## COMPITO 1
Riscrivi il passo del testo da leggere compreso tra "L’evento, organizzato dall’associazione" e "poi è avvenuta.", estremi inclusi, sostituendo "aula magna" con "sala conferenze".
## COMPITO 2
Rispondi alle seguenti domande sul testo da leggere.
(a) Quale casa editrice ha pubblicato il libro "La Scelta"?
(b) Quale associazione ha organizzato l'evento di presentazione?
(c) In quale università si è svolta la presentazione?

## TESTO DA LEGGERE
-*-
Viaggio nelle inchieste di Ranucci: a Benevento presentata “La Scelta” (VIDEO)
“Il nostro Paese è un Paese malato, abituato oramai a considerare la patologia come normalità, è per questo che abbiamo bisogno di colleghi della stampa locale perché sono gli anticorpi periferici che devono intercettare il male prima che divori il Paese”, così l’autore e conduttore di Report, nonché vicedirettore di RAI3, Sigfrido Ranucci, in un’intervista rilasciata a L’identità in occasione della presentazione del suo ultimo libro “La Scelta” edito da Bompiani Overlook.
L’evento, organizzato dall’associazione ‘Altrabenevento’ e moderato da Gabriele Corona rappresentante della stessa associazione sannita, si è tuttavia trasformato in una vera e propria Lectio Magistralis che il giornalista romano ha tenuto al cospetto di una straripante aula magna, presso l’università Giustino Fortunato di Benevento, coinvolta a tal punto da rendere necessaria nel corso dello stesso evento, una nuova fornitura di copie del libro, essendo andate esaurite tutte quelle disponibili, cosa che poi è avvenuta.
-*-
## DATI DI ORIGINE
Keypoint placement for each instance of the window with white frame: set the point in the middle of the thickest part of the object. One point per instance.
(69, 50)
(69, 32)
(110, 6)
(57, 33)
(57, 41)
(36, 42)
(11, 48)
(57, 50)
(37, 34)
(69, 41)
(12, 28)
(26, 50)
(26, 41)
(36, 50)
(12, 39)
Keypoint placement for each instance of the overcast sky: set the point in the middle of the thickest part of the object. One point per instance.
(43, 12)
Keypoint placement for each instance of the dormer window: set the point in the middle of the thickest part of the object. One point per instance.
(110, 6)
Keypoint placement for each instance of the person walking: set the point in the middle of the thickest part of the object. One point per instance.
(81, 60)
-*-
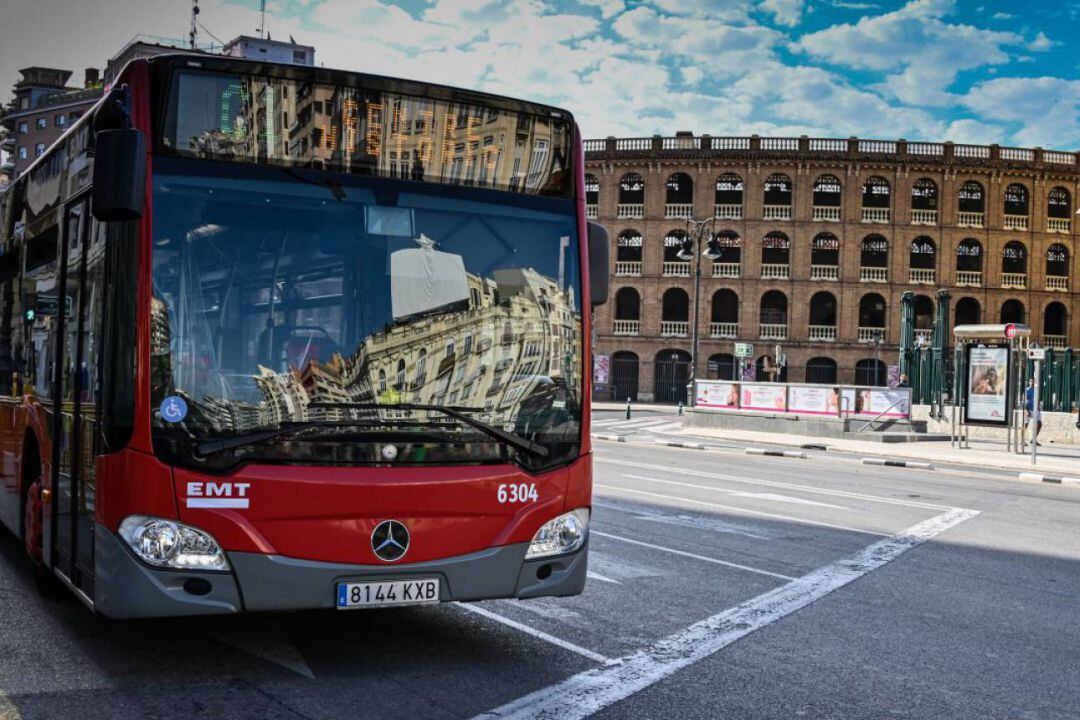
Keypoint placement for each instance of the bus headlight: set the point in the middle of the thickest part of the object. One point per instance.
-*-
## RISULTATO 1
L’evento, organizzato dall’associazione ‘Altrabenevento’ e moderato da Gabriele Corona rappresentante della stessa associazione sannita, si è tuttavia trasformato in una vera e propria Lectio Magistralis che il giornalista romano ha tenuto al cospetto di una straripante sala conferenze, presso l’università Giustino Fortunato di Benevento, coinvolta a tal punto da rendere necessaria nel corso dello stesso evento, una nuova fornitura di copie del libro, essendo andate esaurite tutte quelle disponibili, cosa che poi è avvenuta.

## RISULTATO 2
(a) Bompiani Overlook.
(b) L'associazione 'Altrabenevento'.
(c) All'università Giustino Fortunato di Benevento.